> _Übungstext_

---------------

4 Wochen später ging es los, Mario wurde abgeholt. Ich dachte, es wird sehr schwer, ihn nicht bei mir zu haben, doch ich wusste, dass er in den besten Händen war, und ich wurde von Herrn und Frau Schöneich stets auf dem Laufenden gehalten über seinen Zustand und den Trainingsfortschritt. Mit viel Geduld beantworteten sie mir alle Fragen und informierten mich jeweils über die nächsten Schritte.

10 Tage später fuhr ich selbst nach Goch, um ihn zu besuchen – und ich war überrascht! Ich erkannte Mario kaum wieder. Er sah rund und definiert aus, hatte einen muskulösen Oberhals bekommen, der Rücken war gerade und der Bauch hing nicht mehr formlos runter. Das Fell glänzte, und von Headshaking absolut keine Spur mehr! Die Eisen waren ab, und er lief problemlos barhuf. In den 4 Tagen meines Aufenthalts schaute ich zu beim Longieren, und sämtliche Fragen wurden mir ausführlich beantwortet. Wahnsinn, was für ein Fortschritt nach nur 10 Tagen, und wie er sich bewegen kann, mit nach oben schwingendem Rücken und total motiviert und entspannt. Voller Freude ging es für mich zurück nach Berlin, ich war mir absolut sicher, dass wir auf dem richtigen Weg sind, und hatte das erste Mal seit langer Zeit wieder Hoffnung.

Nach der chiropraktischen und zahnärztlichen Behandlung ging es dann ans Reiten – mit Westernsattel. Mario mache es sehr gut und akzeptiere den Westernsattel und auch Herrn Hoffmann, den Bereiter, problemlos. Meine Sättel wurden angeschaut, doch sowohl der Spring- als auch der Dressursattel waren eine Katastrophe.

Da ich vom Computer aus arbeiten kann, mietete ich mir für die letzten 4 Wochen von Marios Trainingsaufenthalt ein Zimmer in Goch, denn ich wollte so viel wie möglich zuschauen, lernen und mitnehmen. Mario hatte sich nochmals erstaunlich verändert und erschien mir größer, erwachsener, selbstbewusster. Herr Schöneich zeigte mir mit viel Geduld das Longieren, und nachdem ich verstanden hatte, dass ich meinen Perfektionismus und das bisher Gelernte «über den Haufen werfen» musste, klappte es mit jedem Mal etwas besser. Ich merkte, dass auch ich einiges aufzuarbeiten hatte, und wurde dabei immer bestärkt und unterstützt. Ich freute mich jeden Tag auf die lehrreiche Zeit im ARR, und las parallel das Buch «Die Kraft der Diagonalen», was mir enorm half, das Konzept der Schiefen-Therapie® und der Diagonalen zu verstehen. Auch der Austausch mit den anderen Pferdebesitzerinnen war sehr interessant und positiv.

---------------

> _Quellenmaterial_
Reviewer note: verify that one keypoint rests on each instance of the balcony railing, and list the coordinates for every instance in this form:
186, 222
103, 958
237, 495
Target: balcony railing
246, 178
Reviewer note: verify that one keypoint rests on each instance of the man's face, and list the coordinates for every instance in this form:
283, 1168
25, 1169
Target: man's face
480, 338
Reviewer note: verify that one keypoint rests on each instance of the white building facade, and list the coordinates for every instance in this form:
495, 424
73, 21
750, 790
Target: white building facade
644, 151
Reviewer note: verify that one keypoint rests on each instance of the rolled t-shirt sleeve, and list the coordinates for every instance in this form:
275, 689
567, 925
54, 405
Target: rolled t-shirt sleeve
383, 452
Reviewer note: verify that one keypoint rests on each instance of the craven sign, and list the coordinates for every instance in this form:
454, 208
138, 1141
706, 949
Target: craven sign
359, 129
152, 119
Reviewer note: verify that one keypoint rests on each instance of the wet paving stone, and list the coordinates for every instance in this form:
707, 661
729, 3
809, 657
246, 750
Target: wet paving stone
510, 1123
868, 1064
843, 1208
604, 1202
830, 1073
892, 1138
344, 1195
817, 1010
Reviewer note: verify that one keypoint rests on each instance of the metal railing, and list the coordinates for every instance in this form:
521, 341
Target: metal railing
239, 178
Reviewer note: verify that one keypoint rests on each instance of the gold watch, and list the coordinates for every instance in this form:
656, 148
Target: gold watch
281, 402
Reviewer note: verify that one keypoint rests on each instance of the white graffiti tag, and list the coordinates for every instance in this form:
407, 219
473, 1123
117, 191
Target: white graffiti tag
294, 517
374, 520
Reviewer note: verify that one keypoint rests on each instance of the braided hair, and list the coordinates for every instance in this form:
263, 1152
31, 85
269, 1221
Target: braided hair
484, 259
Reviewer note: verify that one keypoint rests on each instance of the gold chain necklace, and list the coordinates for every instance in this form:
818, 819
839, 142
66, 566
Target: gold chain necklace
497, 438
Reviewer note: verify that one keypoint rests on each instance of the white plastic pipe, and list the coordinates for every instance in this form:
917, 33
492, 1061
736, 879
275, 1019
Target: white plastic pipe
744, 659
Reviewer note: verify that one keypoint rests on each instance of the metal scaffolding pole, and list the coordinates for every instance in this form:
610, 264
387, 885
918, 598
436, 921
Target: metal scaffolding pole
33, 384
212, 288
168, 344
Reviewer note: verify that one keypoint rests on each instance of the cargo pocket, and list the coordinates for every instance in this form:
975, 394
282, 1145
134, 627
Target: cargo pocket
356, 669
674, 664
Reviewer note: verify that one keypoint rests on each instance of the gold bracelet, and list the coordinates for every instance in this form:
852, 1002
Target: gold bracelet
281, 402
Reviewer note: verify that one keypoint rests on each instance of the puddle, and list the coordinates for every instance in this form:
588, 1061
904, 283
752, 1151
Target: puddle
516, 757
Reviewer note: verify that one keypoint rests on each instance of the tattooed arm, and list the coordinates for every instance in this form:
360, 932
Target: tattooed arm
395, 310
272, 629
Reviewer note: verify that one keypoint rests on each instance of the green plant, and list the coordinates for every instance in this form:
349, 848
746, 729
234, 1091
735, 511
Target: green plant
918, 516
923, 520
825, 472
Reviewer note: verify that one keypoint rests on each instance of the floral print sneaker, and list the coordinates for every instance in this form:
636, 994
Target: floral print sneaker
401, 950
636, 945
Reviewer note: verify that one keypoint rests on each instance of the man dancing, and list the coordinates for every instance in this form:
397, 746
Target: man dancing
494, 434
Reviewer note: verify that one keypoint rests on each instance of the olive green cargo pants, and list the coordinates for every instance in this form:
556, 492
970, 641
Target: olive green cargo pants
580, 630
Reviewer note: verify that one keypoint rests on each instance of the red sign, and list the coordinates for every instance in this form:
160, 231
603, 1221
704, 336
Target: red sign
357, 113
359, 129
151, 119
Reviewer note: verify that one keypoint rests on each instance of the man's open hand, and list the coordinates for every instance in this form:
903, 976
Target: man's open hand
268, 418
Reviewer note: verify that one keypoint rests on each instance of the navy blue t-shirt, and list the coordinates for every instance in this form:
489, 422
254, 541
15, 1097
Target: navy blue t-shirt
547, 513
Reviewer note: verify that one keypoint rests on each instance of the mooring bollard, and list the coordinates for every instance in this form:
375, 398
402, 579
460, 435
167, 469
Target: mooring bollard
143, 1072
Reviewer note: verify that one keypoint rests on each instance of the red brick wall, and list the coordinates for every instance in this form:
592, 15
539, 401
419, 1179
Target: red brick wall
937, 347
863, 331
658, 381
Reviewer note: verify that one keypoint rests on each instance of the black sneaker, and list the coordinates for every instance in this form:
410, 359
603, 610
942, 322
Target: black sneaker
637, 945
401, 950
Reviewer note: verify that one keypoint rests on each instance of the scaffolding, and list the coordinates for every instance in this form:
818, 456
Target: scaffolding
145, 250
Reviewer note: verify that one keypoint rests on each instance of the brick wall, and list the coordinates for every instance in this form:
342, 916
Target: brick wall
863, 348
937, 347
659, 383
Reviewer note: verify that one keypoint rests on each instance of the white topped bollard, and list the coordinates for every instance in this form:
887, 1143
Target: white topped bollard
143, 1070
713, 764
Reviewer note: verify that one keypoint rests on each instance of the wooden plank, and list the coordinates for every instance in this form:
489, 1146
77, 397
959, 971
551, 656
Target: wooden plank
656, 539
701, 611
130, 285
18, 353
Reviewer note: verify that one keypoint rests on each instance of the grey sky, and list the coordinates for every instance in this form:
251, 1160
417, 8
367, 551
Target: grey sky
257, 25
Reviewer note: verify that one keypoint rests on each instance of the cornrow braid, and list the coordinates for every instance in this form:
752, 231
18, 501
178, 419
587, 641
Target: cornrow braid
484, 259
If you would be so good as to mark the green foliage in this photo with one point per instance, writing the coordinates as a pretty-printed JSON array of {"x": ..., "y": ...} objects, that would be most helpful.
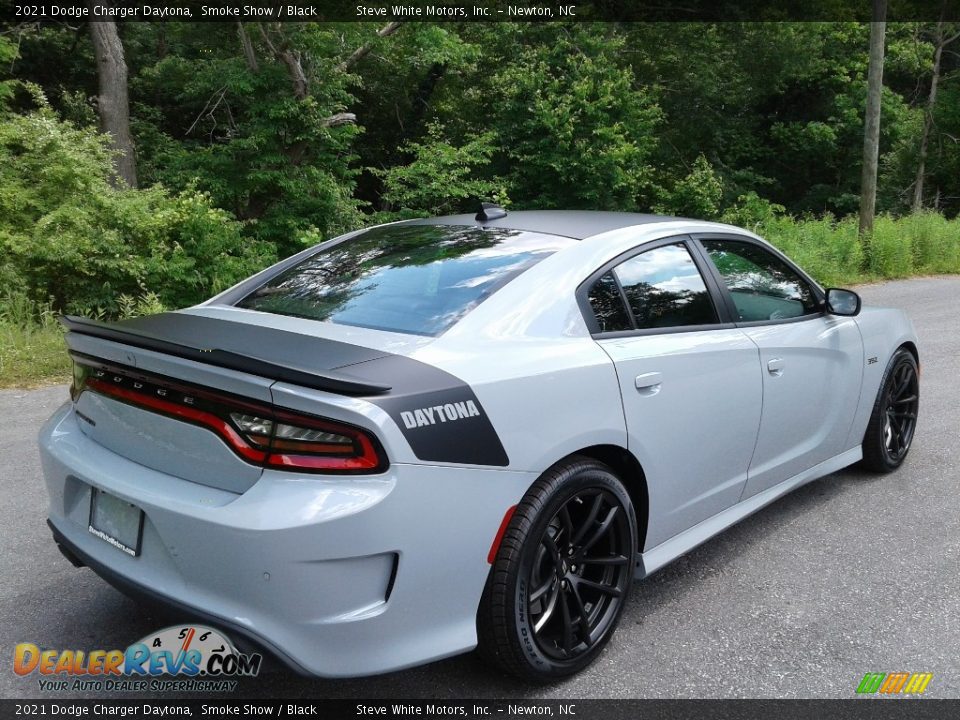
[
  {"x": 697, "y": 195},
  {"x": 575, "y": 129},
  {"x": 442, "y": 176},
  {"x": 68, "y": 237}
]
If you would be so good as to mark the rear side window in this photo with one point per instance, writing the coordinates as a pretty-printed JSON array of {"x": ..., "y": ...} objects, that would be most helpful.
[
  {"x": 662, "y": 288},
  {"x": 762, "y": 286},
  {"x": 416, "y": 279}
]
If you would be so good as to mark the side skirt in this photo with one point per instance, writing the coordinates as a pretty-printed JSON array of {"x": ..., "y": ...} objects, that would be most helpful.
[{"x": 668, "y": 551}]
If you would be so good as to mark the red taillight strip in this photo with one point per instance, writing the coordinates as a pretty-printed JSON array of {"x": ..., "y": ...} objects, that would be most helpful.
[
  {"x": 288, "y": 455},
  {"x": 219, "y": 426},
  {"x": 495, "y": 547}
]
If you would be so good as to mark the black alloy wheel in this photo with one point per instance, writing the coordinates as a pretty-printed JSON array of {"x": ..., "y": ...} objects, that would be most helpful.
[
  {"x": 579, "y": 574},
  {"x": 562, "y": 575},
  {"x": 894, "y": 419}
]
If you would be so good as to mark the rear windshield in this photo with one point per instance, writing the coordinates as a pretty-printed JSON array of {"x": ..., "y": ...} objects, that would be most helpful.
[{"x": 417, "y": 279}]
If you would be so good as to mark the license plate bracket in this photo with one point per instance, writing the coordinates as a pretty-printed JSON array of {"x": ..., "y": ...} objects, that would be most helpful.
[{"x": 116, "y": 522}]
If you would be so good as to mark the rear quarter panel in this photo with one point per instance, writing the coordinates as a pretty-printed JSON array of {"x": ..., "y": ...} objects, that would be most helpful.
[{"x": 883, "y": 331}]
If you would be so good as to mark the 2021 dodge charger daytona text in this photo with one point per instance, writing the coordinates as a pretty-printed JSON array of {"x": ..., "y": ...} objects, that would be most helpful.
[{"x": 445, "y": 433}]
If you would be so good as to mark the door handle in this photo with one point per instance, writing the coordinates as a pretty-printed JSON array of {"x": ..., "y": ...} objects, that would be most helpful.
[{"x": 648, "y": 383}]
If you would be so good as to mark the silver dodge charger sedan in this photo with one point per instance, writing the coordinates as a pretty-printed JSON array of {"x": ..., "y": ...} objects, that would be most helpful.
[{"x": 469, "y": 431}]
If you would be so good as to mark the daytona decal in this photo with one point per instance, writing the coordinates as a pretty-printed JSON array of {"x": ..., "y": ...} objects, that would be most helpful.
[{"x": 439, "y": 413}]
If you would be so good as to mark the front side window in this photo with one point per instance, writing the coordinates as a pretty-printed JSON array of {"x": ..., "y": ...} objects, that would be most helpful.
[
  {"x": 416, "y": 279},
  {"x": 663, "y": 289},
  {"x": 762, "y": 286}
]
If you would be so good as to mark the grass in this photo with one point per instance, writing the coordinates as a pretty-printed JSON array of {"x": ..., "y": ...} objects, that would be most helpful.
[
  {"x": 32, "y": 355},
  {"x": 32, "y": 351}
]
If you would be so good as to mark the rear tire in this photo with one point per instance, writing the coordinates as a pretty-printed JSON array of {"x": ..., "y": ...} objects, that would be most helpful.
[
  {"x": 894, "y": 418},
  {"x": 562, "y": 575}
]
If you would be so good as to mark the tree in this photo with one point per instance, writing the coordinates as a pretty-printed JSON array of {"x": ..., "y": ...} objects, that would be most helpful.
[
  {"x": 941, "y": 40},
  {"x": 113, "y": 103},
  {"x": 871, "y": 133}
]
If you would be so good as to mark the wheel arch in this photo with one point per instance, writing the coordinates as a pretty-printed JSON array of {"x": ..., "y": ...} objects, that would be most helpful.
[
  {"x": 626, "y": 467},
  {"x": 912, "y": 348}
]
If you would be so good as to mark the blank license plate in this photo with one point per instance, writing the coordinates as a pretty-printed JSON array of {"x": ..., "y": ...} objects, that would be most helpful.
[{"x": 116, "y": 521}]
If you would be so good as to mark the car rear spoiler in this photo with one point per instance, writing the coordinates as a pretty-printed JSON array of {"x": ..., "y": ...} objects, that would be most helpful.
[{"x": 327, "y": 380}]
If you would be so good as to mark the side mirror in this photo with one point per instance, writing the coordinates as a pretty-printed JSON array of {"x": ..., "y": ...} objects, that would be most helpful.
[{"x": 843, "y": 302}]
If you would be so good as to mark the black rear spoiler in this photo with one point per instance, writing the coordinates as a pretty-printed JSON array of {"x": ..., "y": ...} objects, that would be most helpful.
[{"x": 327, "y": 380}]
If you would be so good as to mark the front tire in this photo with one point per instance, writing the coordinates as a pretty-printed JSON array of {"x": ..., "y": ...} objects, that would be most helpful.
[
  {"x": 562, "y": 574},
  {"x": 894, "y": 418}
]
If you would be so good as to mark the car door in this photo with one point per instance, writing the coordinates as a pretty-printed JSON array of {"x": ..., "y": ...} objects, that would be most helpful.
[
  {"x": 811, "y": 362},
  {"x": 689, "y": 379}
]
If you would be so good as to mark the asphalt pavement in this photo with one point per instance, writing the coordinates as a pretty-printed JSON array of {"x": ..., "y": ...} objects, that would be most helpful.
[{"x": 851, "y": 574}]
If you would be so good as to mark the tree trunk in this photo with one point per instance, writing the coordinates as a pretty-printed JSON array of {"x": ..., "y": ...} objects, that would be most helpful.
[
  {"x": 871, "y": 134},
  {"x": 113, "y": 104},
  {"x": 247, "y": 46}
]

---------------

> _Aufgabe 1_
Zitieren Sie aus dem Übungstext den Abschnitt von "4 Wochen später" bis einschließlich "die nächsten Schritte.".
> _Aufgabe 2_
Fassen Sie den Übungstext in zwei Sätzen zusammen.
> _Aufgabe 3_
Kürzen Sie im Übungstext den Absatz, der mit "10 Tage später fuhr ich selbst nach Goch" beginnt, zu einer Stichpunktliste mit seinen wichtigsten Fakten.

> _Lösung 1_
4 Wochen später ging es los, Mario wurde abgeholt. Ich dachte, es wird sehr schwer, ihn nicht bei mir zu haben, doch ich wusste, dass er in den besten Händen war, und ich wurde von Herrn und Frau Schöneich stets auf dem Laufenden gehalten über seinen Zustand und den Trainingsfortschritt. Mit viel Geduld beantworteten sie mir alle Fragen und informierten mich jeweils über die nächsten Schritte.

> _Lösung 2_
Mario wurde zum Training abgeholt und war bei einem Besuch in Goch zehn Tage später kaum wiederzuerkennen, denn er war muskulös, hatte glänzendes Fell, zeigte kein Headshaking mehr und lief barhuf. Nach chiropraktischer und zahnärztlicher Behandlung wurde er mit Westernsattel geritten, und für die letzten vier Wochen seines Trainingsaufenthalts mietete sich die erzählende Person ein Zimmer in Goch, um zuzuschauen und bei Herrn Schöneich das Longieren zu lernen.

> _Lösung 3_
- Besuch bei Mario in Goch zehn Tage nach seiner Abholung
- Mario kaum wiederzuerkennen: rund und definiert, muskulöser Oberhals, gerader Rücken, Bauch hängt nicht mehr formlos herunter
- glänzendes Fell, keine Spur mehr von Headshaking
- Eisen abgenommen, läuft problemlos barhuf
- vier Tage Aufenthalt mit Zuschauen beim Longieren, alle Fragen ausführlich beantwortet
- Bewegung mit nach oben schwingendem Rücken, motiviert und entspannt
- Rückkehr nach Berlin voller Freude, mit Zuversicht und erstmals seit langer Zeit wieder mit Hoffnung